-------- INPUT DATA --------

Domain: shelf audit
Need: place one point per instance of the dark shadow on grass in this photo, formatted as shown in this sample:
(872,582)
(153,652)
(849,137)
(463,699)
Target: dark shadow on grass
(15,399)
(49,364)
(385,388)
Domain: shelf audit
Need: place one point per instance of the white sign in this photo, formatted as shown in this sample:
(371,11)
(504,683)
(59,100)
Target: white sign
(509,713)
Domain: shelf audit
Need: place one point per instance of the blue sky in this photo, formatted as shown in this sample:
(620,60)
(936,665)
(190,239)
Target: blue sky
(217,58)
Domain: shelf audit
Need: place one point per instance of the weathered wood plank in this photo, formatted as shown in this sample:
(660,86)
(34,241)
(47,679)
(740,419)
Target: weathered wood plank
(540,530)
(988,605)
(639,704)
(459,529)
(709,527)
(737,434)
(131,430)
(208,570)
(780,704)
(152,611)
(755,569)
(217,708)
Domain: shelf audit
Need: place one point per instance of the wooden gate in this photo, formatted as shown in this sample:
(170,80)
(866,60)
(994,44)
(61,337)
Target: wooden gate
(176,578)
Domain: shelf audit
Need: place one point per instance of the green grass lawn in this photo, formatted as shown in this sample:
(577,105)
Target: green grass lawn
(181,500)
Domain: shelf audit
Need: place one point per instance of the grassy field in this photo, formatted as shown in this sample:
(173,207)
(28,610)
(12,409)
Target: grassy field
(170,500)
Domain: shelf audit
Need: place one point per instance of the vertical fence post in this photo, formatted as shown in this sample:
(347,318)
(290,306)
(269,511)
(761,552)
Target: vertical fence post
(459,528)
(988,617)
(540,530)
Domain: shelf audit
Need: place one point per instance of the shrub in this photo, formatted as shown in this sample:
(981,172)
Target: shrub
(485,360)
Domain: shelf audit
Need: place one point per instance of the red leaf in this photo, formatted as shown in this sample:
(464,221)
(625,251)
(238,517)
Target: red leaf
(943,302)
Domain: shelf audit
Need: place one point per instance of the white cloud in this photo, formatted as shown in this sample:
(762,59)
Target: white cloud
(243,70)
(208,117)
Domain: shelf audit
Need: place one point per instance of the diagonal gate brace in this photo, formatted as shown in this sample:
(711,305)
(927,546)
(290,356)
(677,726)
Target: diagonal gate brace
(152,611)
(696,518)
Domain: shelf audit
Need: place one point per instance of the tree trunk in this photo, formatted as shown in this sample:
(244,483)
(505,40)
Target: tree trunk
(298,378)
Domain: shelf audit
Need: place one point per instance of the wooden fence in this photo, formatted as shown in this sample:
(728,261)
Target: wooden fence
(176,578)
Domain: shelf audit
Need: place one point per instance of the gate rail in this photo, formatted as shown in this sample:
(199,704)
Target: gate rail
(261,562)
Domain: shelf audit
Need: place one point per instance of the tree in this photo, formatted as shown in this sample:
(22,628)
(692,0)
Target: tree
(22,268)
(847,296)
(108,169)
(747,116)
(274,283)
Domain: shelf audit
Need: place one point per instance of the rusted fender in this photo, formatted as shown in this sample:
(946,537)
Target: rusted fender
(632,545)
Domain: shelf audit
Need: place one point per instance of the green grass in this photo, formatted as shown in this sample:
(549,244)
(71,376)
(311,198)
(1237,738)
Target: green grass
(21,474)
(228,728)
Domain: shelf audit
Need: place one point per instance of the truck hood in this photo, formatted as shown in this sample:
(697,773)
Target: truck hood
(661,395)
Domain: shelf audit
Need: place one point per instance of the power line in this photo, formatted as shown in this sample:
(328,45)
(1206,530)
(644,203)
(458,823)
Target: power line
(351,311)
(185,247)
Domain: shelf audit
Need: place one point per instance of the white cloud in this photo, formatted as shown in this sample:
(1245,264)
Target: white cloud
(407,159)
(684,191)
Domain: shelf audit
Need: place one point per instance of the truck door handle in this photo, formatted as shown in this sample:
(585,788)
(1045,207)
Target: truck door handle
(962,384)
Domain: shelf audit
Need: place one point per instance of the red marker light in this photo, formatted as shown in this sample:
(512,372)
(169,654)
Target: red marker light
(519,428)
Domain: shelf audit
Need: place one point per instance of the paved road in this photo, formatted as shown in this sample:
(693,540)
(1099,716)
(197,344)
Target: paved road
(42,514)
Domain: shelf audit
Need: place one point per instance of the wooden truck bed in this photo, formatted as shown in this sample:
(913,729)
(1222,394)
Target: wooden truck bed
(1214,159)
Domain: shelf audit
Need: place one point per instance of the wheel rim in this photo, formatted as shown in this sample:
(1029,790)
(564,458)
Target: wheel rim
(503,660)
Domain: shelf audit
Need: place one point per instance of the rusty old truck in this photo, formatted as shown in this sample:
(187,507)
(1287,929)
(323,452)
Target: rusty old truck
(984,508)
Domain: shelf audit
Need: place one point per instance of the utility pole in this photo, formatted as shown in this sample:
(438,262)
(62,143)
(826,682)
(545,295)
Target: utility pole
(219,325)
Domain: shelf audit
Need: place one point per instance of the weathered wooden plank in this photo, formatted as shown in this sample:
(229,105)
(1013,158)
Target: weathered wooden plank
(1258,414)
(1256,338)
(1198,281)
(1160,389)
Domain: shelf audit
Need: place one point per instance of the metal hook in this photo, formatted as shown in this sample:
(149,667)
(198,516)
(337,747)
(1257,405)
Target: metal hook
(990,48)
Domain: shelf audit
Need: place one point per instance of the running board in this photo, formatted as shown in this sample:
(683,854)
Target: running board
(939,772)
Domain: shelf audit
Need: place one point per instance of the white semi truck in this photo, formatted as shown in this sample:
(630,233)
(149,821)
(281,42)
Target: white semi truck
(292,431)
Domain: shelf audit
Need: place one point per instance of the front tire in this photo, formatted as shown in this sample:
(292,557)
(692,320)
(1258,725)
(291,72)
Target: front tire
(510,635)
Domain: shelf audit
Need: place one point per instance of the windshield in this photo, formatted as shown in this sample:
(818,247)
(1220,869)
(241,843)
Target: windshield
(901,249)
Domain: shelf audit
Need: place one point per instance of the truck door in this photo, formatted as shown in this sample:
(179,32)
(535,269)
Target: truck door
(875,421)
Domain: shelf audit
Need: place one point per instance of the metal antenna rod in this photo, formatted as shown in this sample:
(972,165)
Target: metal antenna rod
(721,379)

--------

# WORK ITEM
Return every record in full, word for word.

# ANSWER SECTION
Domain: shelf audit
Need: place one point per instance of the dark shadow on grass in this photo, formatted as shown in this sample:
(872,582)
(153,652)
(849,137)
(463,699)
Target: dark shadow on grass
(15,399)
(49,364)
(385,388)
Domain: shelf audit
Need: place one point per instance of the white sign in this photo, formatted as shown in this sample:
(371,11)
(504,683)
(59,100)
Target: white sign
(509,713)
Domain: shelf audit
Need: place one point per instance of the blue sky in this photo, formatted as shown in this sample:
(620,60)
(936,665)
(190,239)
Target: blue sky
(217,58)
Domain: shelf audit
Need: place one point per instance of the weathered wood plank in this photo, formatted as shown in this sample:
(660,86)
(34,241)
(47,679)
(740,419)
Target: weathered wood plank
(540,530)
(988,605)
(639,704)
(459,529)
(709,527)
(737,434)
(131,430)
(208,570)
(780,704)
(152,611)
(755,569)
(217,708)
Domain: shelf audit
Need: place one point per instance of the wooden gate in this photo, formatted as shown in this sample:
(170,80)
(866,60)
(994,44)
(61,337)
Target: wooden gate
(176,578)
Domain: shelf audit
Need: place one point per instance of the green grass lawn in this photo, formatted as shown in this sample:
(577,105)
Target: green grass lawn
(181,500)
Domain: shelf audit
Need: place one point per instance of the grassy field in this photo, formatted as shown in this sample:
(173,207)
(28,610)
(12,409)
Target: grassy field
(170,500)
Domain: shelf audit
Need: place one point per instance of the vertical fence post in this photo, formatted as shown in this sample:
(347,318)
(290,306)
(269,511)
(761,552)
Target: vertical fence post
(459,528)
(988,617)
(540,530)
Domain: shelf audit
Need: place one point per instance of the shrub in this photo, formatted as shown in this sample:
(981,172)
Target: shrub
(485,360)
Domain: shelf audit
Need: place one point per instance of the red leaf in this photo, formatted as shown in this sample:
(464,221)
(625,251)
(238,517)
Target: red leaf
(943,302)
Domain: shelf audit
Need: place one point per instance of the white cloud in this photo, formatted as shown in this sample:
(762,59)
Target: white cloud
(243,70)
(208,117)
Domain: shelf audit
Need: place one point per instance of the diagonal gate brace in this photo, formatted as shown in this sample:
(711,305)
(927,546)
(290,356)
(677,726)
Target: diagonal gate brace
(152,611)
(696,518)
Domain: shelf audit
Need: place one point per instance of the tree trunk in this photo, formatted as shown in this sample:
(244,483)
(505,40)
Target: tree trunk
(298,378)
Domain: shelf audit
Need: place one point per instance of the wooden fence in this photo, formatted as shown in this sample:
(728,261)
Target: wooden fence
(176,578)
Domain: shelf audit
Need: place one point per instance of the gate rail in this photo, formatted as shown in this sample:
(199,704)
Target: gate rail
(261,562)
Domain: shelf audit
Need: place one point per instance of the tree in this photo, formatted as shown in this sample:
(22,628)
(692,0)
Target: tree
(22,268)
(847,296)
(108,169)
(747,116)
(274,283)
Domain: shelf audit
Need: place one point per instance of the rusted fender in this photo, formatted as shown in this sample:
(946,537)
Target: rusted fender
(632,545)
Domain: shelf audit
Need: place one point per instance of the green grass in this photo, formatted as shown in this sample:
(549,244)
(71,376)
(311,198)
(1237,738)
Target: green grass
(21,474)
(228,728)
Domain: shelf audit
Need: place one point per instance of the truck hood in this photo, formatted as shown in this sample:
(697,773)
Target: truck hood
(661,395)
Domain: shelf audit
Need: place one point per instance of the power line in this photo, formatted as shown in this sample:
(328,45)
(1206,530)
(644,203)
(458,823)
Target: power line
(351,311)
(185,247)
Domain: shelf audit
Need: place one point per instance of the white cloud in this photo, formatted as shown in this sample:
(1245,264)
Target: white cloud
(407,159)
(684,191)
Domain: shelf audit
Need: place one point per instance of the truck door handle in this photo, formatted as shown in this sample:
(585,788)
(1045,207)
Target: truck door handle
(962,384)
Domain: shelf audit
Need: place one point per instance of the red marker light in this photo, formatted as shown in this sample:
(512,372)
(169,654)
Target: red marker light
(519,428)
Domain: shelf audit
Need: place one point per instance of the paved road in this photo, formatted as shown in this sample:
(693,540)
(1099,716)
(197,344)
Target: paved road
(42,514)
Domain: shelf audit
Need: place one point per instance of the wooden truck bed in this photo, formatted as shown in this sample:
(913,729)
(1222,394)
Target: wooden truck bed
(1214,159)
Domain: shelf audit
Need: place one point per instance of the wheel rim in this photo, formatted as shown in this sample:
(1029,790)
(564,458)
Target: wheel rim
(503,660)
Domain: shelf audit
Need: place one point per instance of the rusty old truck in this photo, formatted as shown in this sample:
(187,507)
(1287,929)
(323,452)
Target: rusty old truck
(984,508)
Domain: shelf audit
Need: place one point per instance of the utility pole in this photo, formatted as shown in this sample:
(438,262)
(62,143)
(826,682)
(545,295)
Target: utility pole
(219,325)
Domain: shelf audit
Need: place one point per instance of the weathered wooden plank in this photo, formatted as shown in this sample:
(229,105)
(1013,158)
Target: weathered wooden plank
(1258,414)
(1256,338)
(1198,281)
(1160,389)
Domain: shelf audit
Need: place one point per instance of the metal hook in this photo, formatted as shown in this sample:
(149,667)
(198,516)
(337,747)
(1257,405)
Target: metal hook
(990,48)
Domain: shelf audit
Need: place one point per instance of the running board in this photo, formatted as shown in this sample:
(683,854)
Target: running board
(939,772)
Domain: shelf audit
Need: place one point per instance of the white semi truck in this photo, formatted as shown in this sample:
(630,233)
(149,821)
(281,42)
Target: white semi truck
(292,431)
Domain: shelf audit
Need: place one point per instance of the front tire in this photo, formatted as shown in this sample:
(292,557)
(692,320)
(1258,725)
(291,72)
Target: front tire
(510,635)
Domain: shelf audit
Need: place one point per instance of the windshield in this photo, formatted as shown in this sample:
(818,247)
(1220,869)
(241,843)
Target: windshield
(901,249)
Domain: shelf audit
Need: place one point per instance of the truck door in this photo, formatted as shown in this sample:
(179,32)
(535,269)
Target: truck door
(875,421)
Domain: shelf audit
Need: place one point per instance of the metal antenna rod in this photo, formatted as shown in this sample:
(972,165)
Target: metal antenna rod
(721,379)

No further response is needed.